▶ _Assignment_:
Wherever a line in the records contains the word "podium", return that line.

▶ _Recorded data_:
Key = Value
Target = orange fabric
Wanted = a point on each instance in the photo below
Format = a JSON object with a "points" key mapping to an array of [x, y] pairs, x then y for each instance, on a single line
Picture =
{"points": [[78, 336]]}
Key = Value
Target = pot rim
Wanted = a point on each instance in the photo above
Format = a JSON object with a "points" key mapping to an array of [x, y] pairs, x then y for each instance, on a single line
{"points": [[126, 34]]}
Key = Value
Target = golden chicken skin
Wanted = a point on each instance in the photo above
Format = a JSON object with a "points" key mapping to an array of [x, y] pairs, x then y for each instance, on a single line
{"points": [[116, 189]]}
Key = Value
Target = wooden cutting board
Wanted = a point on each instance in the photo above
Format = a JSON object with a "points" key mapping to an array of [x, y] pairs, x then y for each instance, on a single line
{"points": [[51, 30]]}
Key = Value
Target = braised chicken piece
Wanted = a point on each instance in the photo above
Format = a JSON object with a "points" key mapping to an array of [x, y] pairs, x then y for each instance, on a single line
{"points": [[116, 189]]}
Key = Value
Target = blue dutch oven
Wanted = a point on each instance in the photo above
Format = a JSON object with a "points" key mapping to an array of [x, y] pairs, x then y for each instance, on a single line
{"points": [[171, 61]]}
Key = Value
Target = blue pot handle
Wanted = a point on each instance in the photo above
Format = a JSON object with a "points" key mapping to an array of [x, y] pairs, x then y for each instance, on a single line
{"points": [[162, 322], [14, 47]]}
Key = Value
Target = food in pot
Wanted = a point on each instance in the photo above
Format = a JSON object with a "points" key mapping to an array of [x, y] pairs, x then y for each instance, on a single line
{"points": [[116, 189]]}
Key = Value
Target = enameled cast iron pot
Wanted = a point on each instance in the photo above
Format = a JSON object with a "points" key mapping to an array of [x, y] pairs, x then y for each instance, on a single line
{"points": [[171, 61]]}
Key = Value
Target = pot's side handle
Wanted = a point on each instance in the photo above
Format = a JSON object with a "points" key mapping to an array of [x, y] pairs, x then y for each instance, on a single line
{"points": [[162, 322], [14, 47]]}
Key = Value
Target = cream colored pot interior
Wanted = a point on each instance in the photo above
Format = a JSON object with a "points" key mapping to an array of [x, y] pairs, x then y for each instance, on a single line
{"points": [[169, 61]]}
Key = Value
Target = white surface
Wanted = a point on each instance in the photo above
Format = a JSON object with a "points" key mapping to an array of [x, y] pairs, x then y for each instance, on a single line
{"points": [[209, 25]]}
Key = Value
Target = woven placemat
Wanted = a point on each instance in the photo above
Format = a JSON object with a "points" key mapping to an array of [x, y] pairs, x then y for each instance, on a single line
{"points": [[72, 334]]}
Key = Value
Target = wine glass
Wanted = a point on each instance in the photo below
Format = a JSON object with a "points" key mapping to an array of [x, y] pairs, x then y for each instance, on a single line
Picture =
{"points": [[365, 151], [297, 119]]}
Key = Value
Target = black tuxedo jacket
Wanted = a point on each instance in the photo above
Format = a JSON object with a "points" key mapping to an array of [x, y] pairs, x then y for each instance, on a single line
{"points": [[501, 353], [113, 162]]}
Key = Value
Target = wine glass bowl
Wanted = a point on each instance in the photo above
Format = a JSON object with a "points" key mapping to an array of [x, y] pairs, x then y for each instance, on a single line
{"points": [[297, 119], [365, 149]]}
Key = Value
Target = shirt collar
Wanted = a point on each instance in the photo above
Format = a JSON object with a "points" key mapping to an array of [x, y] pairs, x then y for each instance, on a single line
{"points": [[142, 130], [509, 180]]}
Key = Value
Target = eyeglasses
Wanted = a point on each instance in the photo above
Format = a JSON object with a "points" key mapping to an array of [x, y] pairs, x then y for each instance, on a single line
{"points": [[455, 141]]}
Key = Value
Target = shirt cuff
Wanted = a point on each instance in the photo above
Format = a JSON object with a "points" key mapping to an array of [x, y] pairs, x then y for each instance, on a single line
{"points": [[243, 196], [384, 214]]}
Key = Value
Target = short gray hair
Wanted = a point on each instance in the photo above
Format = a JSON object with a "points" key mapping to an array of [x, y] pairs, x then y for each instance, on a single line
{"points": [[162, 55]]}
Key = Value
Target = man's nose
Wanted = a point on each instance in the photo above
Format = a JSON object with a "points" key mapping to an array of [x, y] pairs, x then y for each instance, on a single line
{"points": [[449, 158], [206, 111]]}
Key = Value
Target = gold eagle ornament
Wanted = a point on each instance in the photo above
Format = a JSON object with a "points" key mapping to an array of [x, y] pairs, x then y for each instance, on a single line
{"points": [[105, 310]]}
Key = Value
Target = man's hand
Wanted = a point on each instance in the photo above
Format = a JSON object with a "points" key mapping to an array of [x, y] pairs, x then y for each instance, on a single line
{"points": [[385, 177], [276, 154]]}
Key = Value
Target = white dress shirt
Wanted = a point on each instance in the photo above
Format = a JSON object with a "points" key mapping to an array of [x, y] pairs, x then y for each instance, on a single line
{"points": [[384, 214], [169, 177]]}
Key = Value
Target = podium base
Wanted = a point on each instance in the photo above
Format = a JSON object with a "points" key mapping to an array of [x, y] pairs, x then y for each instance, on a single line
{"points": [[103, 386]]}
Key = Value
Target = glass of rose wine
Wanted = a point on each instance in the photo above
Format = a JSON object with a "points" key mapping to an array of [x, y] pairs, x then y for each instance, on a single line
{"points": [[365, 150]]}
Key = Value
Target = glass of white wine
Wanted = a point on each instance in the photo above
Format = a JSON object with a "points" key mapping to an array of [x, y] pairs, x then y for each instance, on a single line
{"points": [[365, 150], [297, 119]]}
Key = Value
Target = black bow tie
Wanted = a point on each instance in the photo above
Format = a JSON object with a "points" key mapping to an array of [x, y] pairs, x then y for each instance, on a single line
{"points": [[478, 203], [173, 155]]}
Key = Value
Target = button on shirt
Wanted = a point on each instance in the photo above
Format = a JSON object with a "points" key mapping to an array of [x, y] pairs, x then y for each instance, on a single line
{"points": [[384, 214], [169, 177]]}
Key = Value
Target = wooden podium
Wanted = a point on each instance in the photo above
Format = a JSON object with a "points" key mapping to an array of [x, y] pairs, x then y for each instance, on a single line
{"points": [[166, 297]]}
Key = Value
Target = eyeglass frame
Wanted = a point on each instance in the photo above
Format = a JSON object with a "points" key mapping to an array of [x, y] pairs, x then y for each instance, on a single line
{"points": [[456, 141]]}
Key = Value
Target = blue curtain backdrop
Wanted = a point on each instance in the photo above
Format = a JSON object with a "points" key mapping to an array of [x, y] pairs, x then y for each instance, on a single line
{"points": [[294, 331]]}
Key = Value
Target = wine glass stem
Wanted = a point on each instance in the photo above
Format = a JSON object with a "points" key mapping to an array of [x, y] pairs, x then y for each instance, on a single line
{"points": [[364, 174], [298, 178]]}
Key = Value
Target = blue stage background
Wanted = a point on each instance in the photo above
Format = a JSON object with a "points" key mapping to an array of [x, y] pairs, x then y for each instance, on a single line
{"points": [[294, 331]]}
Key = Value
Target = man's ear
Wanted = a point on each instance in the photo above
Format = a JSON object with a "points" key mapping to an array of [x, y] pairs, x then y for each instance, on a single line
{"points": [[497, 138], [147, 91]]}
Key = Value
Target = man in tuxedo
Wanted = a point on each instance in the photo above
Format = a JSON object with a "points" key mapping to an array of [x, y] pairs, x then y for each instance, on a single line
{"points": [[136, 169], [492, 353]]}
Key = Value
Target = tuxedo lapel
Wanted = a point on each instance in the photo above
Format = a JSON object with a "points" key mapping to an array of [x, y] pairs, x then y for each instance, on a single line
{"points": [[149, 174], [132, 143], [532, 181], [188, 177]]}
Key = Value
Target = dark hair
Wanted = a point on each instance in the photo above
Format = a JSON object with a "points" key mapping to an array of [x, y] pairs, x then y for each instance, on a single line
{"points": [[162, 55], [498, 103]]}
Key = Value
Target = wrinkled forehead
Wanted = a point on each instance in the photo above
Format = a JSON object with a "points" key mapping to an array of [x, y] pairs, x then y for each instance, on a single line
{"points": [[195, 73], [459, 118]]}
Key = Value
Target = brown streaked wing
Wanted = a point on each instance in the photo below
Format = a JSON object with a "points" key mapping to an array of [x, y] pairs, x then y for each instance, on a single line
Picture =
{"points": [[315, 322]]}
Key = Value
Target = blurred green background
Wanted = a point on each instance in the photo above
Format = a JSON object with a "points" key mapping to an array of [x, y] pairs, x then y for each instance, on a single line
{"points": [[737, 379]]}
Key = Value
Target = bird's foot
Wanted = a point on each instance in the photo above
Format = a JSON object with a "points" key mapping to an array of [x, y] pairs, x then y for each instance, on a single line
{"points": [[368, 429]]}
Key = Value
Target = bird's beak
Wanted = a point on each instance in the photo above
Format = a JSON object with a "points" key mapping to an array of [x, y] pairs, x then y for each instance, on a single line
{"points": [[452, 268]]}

▶ _Completed task_:
Target = podium base
Target = wooden podium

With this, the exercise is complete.